[DOCUMENT EXCERPT]
========

Chapter 01
Why PMs Need This
The data and AI foundations every PM needs — without becoming a data scientist.
Everyone has a different interpretation of the same number
Picture this: your data team shares a slide. "Engagement is up 12% after the redesign." The room nods. Someone says "great work." You move on.
But nobody asked: 12% compared to what? Over what time window? Which users? Was anything else launched that week? Is 12% even meaningful given how noisy this metric is — meaning how much it bounces around randomly even when nothing real has changed?
This happens in almost every product review, every week. And the cost isn't just making a bad call on one feature — it's building a habit of mistaking noise for signal, correlation for causation, and activity for progress.
PM Insight
You don't need to run the analysis. You need to know which questions to ask before trusting it. That's the skill this guide builds.
The same dynamic plays out when you're building AI features. Your team ships a personalisation model. It performs well in testing. Six weeks in, recommendations start missing. Your DS lead says the input feature distribution shifted. Your job isn't to fix the model — it's to know what questions to ask, what decisions are yours, and what tradeoffs you're being asked to make. Right now, that conversation probably feels opaque. By Chapter 9, it won't.
Three roles data plays in product work
Data shows up differently depending on what stage of a decision you're in.
1. Data as evidence
You're deciding whether a problem is real and how big it is. Here, data answers: how many users hit this? how often? how much does it cost them? The risk is cherry-picking — finding data that confirms what you already believe.
2. Data as signal
You've shipped something and want to know if it worked. Here, data answers: did behavior change? did it change because of what we did? The risk is attribution — many things change at once, and it's easy to credit the thing you shipped.
3. Data as input to ML
You're building a feature that learns from data — a recommendation engine, a ranker (a system that orders results, like a search page or a feed), or a classifier (a system that puts things into categories, like a spam filter or a fraud detector). Here, data answers: what patterns exist that a model can learn? The risk is garbage in, garbage out — and not knowing that's what happened.

========

[AIM OF THE EXERCISE] Carry on the chapter excerpt on data for product managers from its last sentence, keeping its voice and format. The rows that come next are separate material and are not part of the chapter excerpt on data for product managers.

Location identification items
========

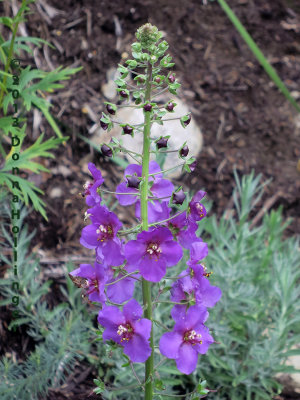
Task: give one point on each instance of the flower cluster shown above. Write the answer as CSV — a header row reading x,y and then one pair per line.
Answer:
x,y
165,235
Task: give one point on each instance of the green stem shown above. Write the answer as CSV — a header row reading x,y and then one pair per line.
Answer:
x,y
146,286
11,49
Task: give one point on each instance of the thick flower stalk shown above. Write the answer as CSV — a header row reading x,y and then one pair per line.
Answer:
x,y
165,233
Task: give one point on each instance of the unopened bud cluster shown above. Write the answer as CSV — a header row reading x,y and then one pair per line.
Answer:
x,y
170,225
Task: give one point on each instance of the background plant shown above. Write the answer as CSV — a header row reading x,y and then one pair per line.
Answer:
x,y
257,323
33,84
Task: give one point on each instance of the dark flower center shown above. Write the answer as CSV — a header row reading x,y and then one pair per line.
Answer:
x,y
105,232
199,209
87,186
174,229
153,250
93,286
125,331
192,337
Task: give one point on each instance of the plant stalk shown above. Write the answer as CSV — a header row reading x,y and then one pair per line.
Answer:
x,y
146,286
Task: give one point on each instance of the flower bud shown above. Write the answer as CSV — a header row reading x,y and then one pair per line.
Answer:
x,y
140,79
103,125
184,151
170,106
123,94
171,78
188,120
193,166
148,107
127,129
106,150
110,109
148,35
179,197
162,142
133,181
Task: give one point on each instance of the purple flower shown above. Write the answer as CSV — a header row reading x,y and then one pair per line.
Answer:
x,y
95,280
128,329
193,287
196,209
101,235
188,338
90,188
153,252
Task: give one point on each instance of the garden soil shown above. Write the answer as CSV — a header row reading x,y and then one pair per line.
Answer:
x,y
247,124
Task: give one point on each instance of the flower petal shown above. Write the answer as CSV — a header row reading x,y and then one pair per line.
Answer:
x,y
162,188
132,310
110,317
138,348
172,252
89,236
187,359
170,343
126,199
152,269
134,251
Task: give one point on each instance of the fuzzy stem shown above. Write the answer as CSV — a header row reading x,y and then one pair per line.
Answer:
x,y
146,286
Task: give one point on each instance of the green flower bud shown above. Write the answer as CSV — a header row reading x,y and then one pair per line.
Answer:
x,y
145,57
136,46
148,35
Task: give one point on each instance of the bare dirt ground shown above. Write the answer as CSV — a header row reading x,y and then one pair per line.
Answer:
x,y
247,124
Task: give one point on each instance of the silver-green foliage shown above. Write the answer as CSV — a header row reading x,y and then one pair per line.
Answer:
x,y
257,320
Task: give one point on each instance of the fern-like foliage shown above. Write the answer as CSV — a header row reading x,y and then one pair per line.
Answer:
x,y
26,190
61,333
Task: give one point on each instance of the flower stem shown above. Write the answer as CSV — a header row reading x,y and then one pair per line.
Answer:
x,y
146,286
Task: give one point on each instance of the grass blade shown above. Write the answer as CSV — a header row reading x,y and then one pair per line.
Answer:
x,y
258,53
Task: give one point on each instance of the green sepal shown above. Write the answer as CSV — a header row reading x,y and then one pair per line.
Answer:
x,y
165,62
100,386
153,58
113,106
153,49
162,79
136,46
161,114
110,145
105,118
120,82
166,289
123,70
137,55
163,46
183,119
145,57
173,87
122,126
187,163
138,77
201,388
183,158
173,102
125,90
159,385
131,63
127,361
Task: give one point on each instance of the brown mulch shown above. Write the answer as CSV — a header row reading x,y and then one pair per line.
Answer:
x,y
246,122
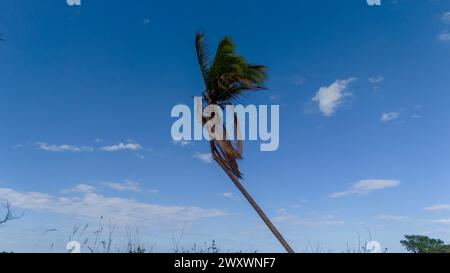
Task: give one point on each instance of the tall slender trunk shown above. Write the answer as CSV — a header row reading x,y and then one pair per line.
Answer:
x,y
263,216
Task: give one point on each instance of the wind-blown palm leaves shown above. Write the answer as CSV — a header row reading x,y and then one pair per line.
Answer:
x,y
226,77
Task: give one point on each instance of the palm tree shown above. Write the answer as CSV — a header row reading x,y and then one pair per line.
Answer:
x,y
226,77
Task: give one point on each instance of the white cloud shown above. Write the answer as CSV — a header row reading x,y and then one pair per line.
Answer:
x,y
284,216
63,148
331,97
444,36
375,80
442,221
73,2
228,195
128,185
122,146
438,207
205,157
91,205
386,117
80,188
367,186
397,218
298,80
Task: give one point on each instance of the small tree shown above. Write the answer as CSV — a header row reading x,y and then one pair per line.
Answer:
x,y
424,244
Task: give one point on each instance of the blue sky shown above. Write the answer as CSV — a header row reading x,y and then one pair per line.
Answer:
x,y
86,93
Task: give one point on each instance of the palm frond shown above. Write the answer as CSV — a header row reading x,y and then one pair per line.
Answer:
x,y
202,56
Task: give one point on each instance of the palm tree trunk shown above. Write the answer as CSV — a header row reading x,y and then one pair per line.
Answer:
x,y
263,216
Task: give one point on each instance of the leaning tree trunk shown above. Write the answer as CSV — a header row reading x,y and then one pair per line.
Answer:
x,y
263,216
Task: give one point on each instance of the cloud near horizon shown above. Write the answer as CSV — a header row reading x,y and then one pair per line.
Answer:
x,y
87,204
366,186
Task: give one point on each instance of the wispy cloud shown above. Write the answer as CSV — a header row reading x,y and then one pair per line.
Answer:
x,y
298,80
91,205
63,148
229,195
442,221
331,97
128,185
205,157
80,188
284,216
438,207
386,117
367,186
121,147
376,80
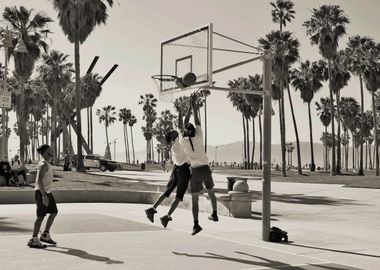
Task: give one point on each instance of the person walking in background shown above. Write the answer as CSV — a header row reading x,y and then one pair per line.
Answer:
x,y
67,161
192,143
178,179
18,168
5,170
44,199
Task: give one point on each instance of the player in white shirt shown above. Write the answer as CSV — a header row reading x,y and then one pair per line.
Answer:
x,y
192,143
44,198
179,178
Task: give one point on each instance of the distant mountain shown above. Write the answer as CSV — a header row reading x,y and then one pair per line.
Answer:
x,y
232,152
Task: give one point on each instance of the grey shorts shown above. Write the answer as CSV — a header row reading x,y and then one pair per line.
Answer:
x,y
200,175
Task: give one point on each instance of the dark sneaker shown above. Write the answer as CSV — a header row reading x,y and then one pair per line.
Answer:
x,y
45,237
35,243
213,217
196,229
150,214
165,220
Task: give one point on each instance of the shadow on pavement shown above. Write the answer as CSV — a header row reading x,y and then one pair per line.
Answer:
x,y
8,226
333,250
305,199
265,262
83,254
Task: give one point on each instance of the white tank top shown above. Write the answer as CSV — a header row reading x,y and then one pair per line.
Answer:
x,y
47,179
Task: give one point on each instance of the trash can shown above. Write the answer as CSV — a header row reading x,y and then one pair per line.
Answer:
x,y
230,183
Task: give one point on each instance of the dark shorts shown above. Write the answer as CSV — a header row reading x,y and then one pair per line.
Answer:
x,y
179,178
200,175
42,210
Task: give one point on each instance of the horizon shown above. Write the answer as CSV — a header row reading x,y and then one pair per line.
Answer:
x,y
131,38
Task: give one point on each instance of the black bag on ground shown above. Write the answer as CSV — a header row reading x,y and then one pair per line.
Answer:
x,y
278,235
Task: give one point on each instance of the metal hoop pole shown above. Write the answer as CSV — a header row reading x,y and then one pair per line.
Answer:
x,y
266,182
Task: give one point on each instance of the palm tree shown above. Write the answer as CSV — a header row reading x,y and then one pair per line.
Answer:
x,y
324,112
326,26
372,82
205,93
149,103
282,13
107,115
349,111
78,19
56,73
339,79
132,121
308,80
124,116
285,52
33,31
356,52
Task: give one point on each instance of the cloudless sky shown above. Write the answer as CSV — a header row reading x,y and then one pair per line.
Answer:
x,y
132,36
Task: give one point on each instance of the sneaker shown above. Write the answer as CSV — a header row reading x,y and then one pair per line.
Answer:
x,y
35,243
150,214
165,220
196,229
45,237
213,217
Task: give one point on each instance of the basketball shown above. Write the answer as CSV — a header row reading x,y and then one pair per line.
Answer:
x,y
189,79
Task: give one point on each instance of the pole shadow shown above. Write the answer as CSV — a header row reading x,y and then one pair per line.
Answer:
x,y
81,254
333,250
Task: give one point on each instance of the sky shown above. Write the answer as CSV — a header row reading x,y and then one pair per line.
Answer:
x,y
132,37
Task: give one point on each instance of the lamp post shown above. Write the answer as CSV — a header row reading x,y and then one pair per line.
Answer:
x,y
5,97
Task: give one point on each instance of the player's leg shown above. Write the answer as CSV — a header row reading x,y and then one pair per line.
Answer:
x,y
169,189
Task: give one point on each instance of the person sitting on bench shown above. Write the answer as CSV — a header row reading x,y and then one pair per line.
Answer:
x,y
18,168
5,169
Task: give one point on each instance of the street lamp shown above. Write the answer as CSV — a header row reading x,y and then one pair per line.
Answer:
x,y
5,96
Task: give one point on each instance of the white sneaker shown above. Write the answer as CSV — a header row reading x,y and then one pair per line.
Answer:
x,y
45,237
35,243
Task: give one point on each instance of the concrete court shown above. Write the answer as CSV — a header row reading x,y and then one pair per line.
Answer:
x,y
330,227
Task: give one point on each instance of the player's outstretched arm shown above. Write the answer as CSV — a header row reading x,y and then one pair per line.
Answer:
x,y
197,122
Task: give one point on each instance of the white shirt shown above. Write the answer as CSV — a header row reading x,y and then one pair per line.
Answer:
x,y
197,157
47,179
178,154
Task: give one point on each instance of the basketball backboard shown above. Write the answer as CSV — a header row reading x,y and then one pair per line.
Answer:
x,y
189,52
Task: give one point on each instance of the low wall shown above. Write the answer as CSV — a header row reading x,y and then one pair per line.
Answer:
x,y
88,196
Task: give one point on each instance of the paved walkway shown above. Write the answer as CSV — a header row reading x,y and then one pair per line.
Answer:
x,y
330,227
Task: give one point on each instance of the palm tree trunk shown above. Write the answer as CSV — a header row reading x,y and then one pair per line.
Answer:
x,y
127,150
353,150
361,172
261,144
133,147
312,163
366,154
205,124
333,163
326,154
53,130
253,141
80,166
248,146
91,132
125,144
370,156
245,143
376,150
346,150
338,160
299,162
22,125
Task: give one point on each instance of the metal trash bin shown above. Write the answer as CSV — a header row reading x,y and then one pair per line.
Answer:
x,y
231,181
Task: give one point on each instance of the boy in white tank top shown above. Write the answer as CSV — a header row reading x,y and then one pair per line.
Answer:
x,y
44,198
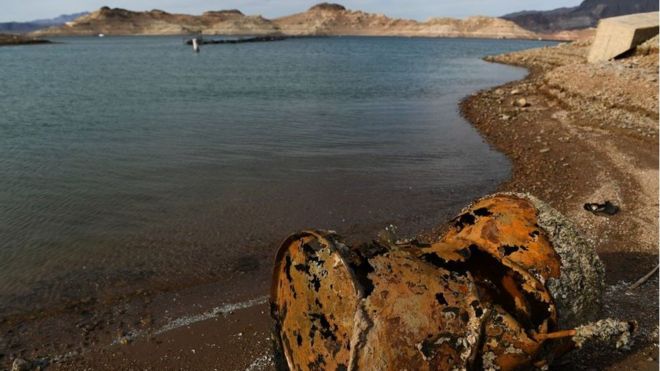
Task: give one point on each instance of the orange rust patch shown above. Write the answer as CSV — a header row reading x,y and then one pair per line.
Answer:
x,y
476,298
315,301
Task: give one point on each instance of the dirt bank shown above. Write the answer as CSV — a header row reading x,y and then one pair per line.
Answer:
x,y
579,133
584,133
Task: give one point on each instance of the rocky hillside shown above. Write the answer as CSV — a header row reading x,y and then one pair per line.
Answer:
x,y
157,22
320,20
334,19
16,27
585,15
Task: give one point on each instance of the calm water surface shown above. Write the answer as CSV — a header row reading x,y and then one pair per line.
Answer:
x,y
132,162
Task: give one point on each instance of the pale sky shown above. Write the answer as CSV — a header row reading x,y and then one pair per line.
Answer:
x,y
25,10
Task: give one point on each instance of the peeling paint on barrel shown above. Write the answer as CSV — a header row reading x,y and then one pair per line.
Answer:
x,y
475,299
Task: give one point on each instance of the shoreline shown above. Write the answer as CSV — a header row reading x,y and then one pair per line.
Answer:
x,y
568,152
15,40
238,339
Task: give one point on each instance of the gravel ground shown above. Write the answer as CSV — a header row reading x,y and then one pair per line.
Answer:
x,y
579,133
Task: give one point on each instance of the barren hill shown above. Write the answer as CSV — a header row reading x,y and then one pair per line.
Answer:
x,y
583,16
157,22
320,20
334,19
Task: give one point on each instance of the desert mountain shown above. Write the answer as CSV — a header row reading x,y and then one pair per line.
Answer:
x,y
585,15
334,19
16,27
157,22
320,20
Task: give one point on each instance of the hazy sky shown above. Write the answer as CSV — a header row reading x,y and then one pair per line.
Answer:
x,y
23,10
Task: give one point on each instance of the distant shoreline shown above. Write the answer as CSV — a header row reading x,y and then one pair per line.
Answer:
x,y
11,40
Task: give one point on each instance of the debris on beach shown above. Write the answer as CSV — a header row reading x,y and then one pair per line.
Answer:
x,y
604,208
512,284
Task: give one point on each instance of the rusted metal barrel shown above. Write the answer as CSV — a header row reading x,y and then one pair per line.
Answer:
x,y
481,297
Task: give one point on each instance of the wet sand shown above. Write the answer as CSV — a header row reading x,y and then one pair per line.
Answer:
x,y
580,137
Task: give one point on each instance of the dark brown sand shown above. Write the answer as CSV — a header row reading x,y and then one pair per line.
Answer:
x,y
585,134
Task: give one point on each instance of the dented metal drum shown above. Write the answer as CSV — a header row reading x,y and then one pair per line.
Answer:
x,y
477,298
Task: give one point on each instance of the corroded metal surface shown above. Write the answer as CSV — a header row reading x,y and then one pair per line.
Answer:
x,y
315,298
475,299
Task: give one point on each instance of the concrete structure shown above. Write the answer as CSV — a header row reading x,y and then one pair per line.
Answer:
x,y
617,35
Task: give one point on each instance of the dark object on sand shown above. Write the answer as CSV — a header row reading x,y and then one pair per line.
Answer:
x,y
240,41
606,208
509,286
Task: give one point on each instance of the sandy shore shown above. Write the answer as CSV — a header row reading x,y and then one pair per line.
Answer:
x,y
579,133
584,133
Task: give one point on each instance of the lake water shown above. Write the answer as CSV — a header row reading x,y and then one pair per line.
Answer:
x,y
132,162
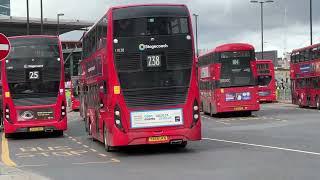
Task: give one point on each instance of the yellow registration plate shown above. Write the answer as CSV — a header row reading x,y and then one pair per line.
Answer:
x,y
238,108
158,139
36,129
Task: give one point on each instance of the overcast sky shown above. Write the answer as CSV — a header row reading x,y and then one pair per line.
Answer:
x,y
220,21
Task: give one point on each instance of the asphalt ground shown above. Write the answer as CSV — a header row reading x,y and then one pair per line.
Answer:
x,y
279,142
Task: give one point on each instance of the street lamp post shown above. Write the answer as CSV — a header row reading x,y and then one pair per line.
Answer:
x,y
41,9
261,5
196,23
58,23
28,23
311,33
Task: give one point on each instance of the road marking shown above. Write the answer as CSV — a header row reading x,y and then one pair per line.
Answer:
x,y
5,153
33,165
222,122
115,160
263,146
103,155
98,162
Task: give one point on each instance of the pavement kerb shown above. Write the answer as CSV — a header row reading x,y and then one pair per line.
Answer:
x,y
12,173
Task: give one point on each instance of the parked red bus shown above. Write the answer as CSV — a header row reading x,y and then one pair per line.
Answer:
x,y
140,77
75,103
228,80
33,86
305,76
266,81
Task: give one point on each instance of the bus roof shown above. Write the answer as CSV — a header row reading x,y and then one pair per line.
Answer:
x,y
231,47
305,48
32,36
127,6
135,5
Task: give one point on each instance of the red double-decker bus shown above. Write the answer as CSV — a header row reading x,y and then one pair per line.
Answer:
x,y
228,80
33,86
305,76
75,102
266,81
140,77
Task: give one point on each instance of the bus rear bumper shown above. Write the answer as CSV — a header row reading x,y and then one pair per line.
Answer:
x,y
47,126
138,138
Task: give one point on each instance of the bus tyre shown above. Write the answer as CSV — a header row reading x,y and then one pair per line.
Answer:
x,y
105,139
59,133
318,102
8,135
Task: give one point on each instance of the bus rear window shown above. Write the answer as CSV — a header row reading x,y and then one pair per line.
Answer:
x,y
151,26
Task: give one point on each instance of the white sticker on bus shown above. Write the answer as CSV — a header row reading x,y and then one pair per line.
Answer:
x,y
160,118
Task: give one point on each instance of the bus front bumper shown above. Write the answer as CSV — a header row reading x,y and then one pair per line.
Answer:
x,y
238,108
121,138
35,126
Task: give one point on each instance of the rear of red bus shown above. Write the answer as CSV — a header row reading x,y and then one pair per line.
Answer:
x,y
33,86
75,102
233,87
152,73
266,81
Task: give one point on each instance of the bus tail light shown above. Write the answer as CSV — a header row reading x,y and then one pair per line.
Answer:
x,y
196,113
63,111
117,118
7,114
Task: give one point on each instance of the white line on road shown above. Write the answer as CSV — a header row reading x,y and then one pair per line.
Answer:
x,y
102,162
264,146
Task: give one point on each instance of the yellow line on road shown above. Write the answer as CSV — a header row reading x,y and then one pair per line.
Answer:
x,y
5,153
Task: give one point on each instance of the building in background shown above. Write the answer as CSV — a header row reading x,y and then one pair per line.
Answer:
x,y
272,55
5,7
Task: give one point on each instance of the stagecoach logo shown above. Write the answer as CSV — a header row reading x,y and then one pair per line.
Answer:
x,y
91,69
26,66
27,115
143,47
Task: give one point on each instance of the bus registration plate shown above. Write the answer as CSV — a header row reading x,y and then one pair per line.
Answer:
x,y
238,108
158,139
36,129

========

[TASK RESPONSE]
PM Insight
Each role requires different skepticism. "Is this problem real?" needs different rigor than "did this launch work?" — and both are different from "is this model good enough to ship?" Knowing which question you're answering changes what you should scrutinize.
What PMs actually need to know
The job isn't to run the analysis — it's to know which questions to ask, and what to do with the answers. That requires a specific mental toolkit:
1 — Distributions, not just averages
When someone reports an average, your first instinct should be: average of what? What does the spread look like? A feature used "on average 3 times a week" might be used daily by 10% of users and never by the rest.
2 — Correlation vs causation
Two metrics moving together doesn't mean one caused the other. Both might be driven by a third thing you're not measuring. This is the most common error in product analytics.
3 — Statistical significance vs practical significance
A result can be statistically significant (very unlikely to be random) and practically meaningless (too small to matter). With large enough samples, almost anything clears the significance bar.
4 — Model confidence ≠ model accuracy
"87% confident" is the model's internal probability score — how strongly it's leaning toward a prediction. It is not "this prediction is correct 87% of the time." What matters is the actual error rate: of every 100 users flagged as churners, how many actually churn? That's what tells you whether to act.
5 — What's feasible vs what sounds feasible
"Can't we just use AI to predict X?" is asked in every product meeting. The answer depends on whether you have labelled data (historical examples where you already know the outcome — e.g. past users who churned vs stayed), whether a predictive signal even exists, and whether the business case covers the engineering cost. This guide helps you ask those questions.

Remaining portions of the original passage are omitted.